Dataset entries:

--- --- ---

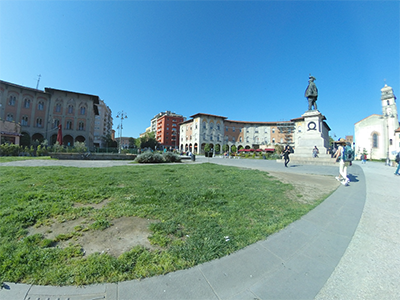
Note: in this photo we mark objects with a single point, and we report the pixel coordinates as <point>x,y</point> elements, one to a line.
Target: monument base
<point>316,133</point>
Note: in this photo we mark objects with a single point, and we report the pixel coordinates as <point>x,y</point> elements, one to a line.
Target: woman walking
<point>286,153</point>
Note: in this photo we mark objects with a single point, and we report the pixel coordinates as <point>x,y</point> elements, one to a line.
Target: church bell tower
<point>390,115</point>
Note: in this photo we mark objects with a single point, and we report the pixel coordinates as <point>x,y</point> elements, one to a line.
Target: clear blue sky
<point>245,60</point>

--- --- ---

Stated problem: Can you format the material above as a two-column CSV with the headers instruction and response, giving one row per request? Put its text and its answer each in a single quoted field with line breaks replaced by spaces, and leave out the pictures.

Exercise response:
instruction,response
"Note: in this photo we mark objects with a single point, and we report the pixel coordinates as <point>x,y</point> elements, one to a line. Target: monument base","<point>316,133</point>"
"Note: in this photo we mark objects with a single point, and we report the pixel coordinates as <point>x,y</point> elements, one to a line. Target: woman walking","<point>286,153</point>"
"Note: in this photo we mark objects with a single point, and we report the pixel coordinates as <point>x,y</point> elements, one to a line. Target: church bell tower","<point>390,115</point>"
"Note: in this photo we mark objects with a single point, and we report the pixel coordinates as <point>x,y</point> elements, one to a line. Target: clear blue sky","<point>245,60</point>"